▶ _TEXT UNDER STUDY_:
= Beginning of Section =

Author: Liam O ComainTitle: Marijn van Geel - The Master Aardenist
Date: 2005-07-30 14:49:24Uploaded by: webmaster
Marijn Van Geel - Dolle What can be written which has not already been written about this master of the sport of pigeon breeding and racing? A native of the Netherlands who obtained stock from a dynasty of the best marathon-type pigeons and in due course made a valuable contribution to that same dynasty. A fancier who made Nieuw Vosemeer known far and wide throughout Europe and the world. When did it all begin?

Marijn van Geel and the great Jan Cools, another enthusiast for Jan Aardens, were a partnership but decided to separate and thereafter went to Steenbergen to obtain long-distance pigeons to build up their own families. The only proviso being that the stock obtained had to be based on the old Jan Aardens. Marijn van Geel acquired some birds from a fancier named Van Agtmaal: he was the best friend of Aarden and could get all the pigeons he wanted from him. Van Agtmaal gave to Van Geel five eggs, two of which became the sire and dam of the famous '500', one of the best long- distance racers and also a superb breeder. Two more youngsters from the same pair were also to join the Van Geel colony that year and along with two more birds, Ligtenberg and the Old 59, bred by Van Geel from the Big Cock from Stoffelen. With these few pigeons van Geel laid the base for what were to become perhaps the best distance birds in the world. Later two other pigeons were introduced to his loft, the 1st National St. Vincent winner of Willem van den Burgh and the 1st International Barcelona winner of Piet van der Slik. This formed the basis of the wonderful van Geels.

= End of Section =

▶ _DATA SECTION_:
= Beginning of Section =

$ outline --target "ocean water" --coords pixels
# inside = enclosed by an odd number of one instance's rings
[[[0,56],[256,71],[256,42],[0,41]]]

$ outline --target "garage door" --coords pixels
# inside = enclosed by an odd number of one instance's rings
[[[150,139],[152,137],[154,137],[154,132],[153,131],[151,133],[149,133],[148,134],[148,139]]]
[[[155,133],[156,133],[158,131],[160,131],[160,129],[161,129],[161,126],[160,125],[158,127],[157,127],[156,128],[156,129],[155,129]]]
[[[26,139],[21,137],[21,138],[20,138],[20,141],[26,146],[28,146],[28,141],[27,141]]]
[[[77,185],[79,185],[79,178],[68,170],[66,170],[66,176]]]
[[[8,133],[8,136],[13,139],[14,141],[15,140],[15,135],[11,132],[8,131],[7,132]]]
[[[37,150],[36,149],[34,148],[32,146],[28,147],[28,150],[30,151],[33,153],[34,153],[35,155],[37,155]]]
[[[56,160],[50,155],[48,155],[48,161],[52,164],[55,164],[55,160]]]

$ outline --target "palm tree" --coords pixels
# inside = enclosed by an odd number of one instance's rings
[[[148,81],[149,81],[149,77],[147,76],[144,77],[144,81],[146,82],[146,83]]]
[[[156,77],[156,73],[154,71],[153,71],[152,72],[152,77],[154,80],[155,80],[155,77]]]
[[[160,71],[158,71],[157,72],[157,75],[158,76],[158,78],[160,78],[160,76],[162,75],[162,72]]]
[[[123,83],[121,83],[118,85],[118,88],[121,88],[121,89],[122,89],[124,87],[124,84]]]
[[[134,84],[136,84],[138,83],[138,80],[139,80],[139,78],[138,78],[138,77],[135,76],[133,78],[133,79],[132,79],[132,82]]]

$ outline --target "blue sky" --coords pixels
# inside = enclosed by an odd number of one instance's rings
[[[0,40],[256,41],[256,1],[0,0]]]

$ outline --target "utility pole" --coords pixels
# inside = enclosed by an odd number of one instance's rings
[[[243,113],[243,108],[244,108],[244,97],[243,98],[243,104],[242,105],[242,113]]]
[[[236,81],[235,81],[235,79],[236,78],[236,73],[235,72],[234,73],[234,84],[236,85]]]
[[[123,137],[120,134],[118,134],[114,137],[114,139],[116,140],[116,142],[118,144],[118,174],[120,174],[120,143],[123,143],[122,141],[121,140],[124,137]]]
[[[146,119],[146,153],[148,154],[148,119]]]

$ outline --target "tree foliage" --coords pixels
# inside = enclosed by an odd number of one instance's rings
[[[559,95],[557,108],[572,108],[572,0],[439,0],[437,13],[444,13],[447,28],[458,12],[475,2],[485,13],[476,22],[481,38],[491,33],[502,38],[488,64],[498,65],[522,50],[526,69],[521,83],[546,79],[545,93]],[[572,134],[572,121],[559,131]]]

= End of Section =

▶ _YOUR TASKS_:
1. From the piece on Marijn van Geel, copy the passage starting at "Author: Liam O" and ending at "it all begin?".
2. In the piece on Marijn van Geel, rewrite the paragraph that begins "Marijn van Geel and the great Jan Cools" as a short bulleted list that keeps its main facts.
3. According to the piece on Marijn van Geel, how many eggs did Van Agtmaal give to Van Geel?

▶ _RESPONSES BY ITEM NUMBER_:
1.
Author: Liam O ComainTitle: Marijn van Geel - The Master Aardenist
Date: 2005-07-30 14:49:24Uploaded by: webmaster
Marijn Van Geel - Dolle What can be written which has not already been written about this master of the sport of pigeon breeding and racing? A native of the Netherlands who obtained stock from a dynasty of the best marathon-type pigeons and in due course made a valuable contribution to that same dynasty. A fancier who made Nieuw Vosemeer known far and wide throughout Europe and the world. When did it all begin?

2.
- Marijn van Geel and Jan Cools, both enthusiasts for Jan Aardens, ended their partnership. Each went to Steenbergen for long-distance pigeons to build his own family, on the condition that the stock be based on the old Jan Aardens.
- Van Geel acquired birds from Van Agtmaal, Aarden's best friend, who could get all the pigeons he wanted from Aarden.
- Van Agtmaal gave Van Geel five eggs. Two became the sire and dam of the famous '500', one of the best long-distance racers and a superb breeder.
- That year, two more youngsters from the same pair joined the colony, along with Ligtenberg and the Old 59, bred by Van Geel from the Big Cock from Stoffelen.
- These few pigeons laid the base for what were perhaps to become the best distance birds in the world.
- Two later additions were the 1st National St. Vincent winner of Willem van den Burgh and the 1st International Barcelona winner of Piet van der Slik. With them, the basis of the van Geels was formed.

3. Five eggs.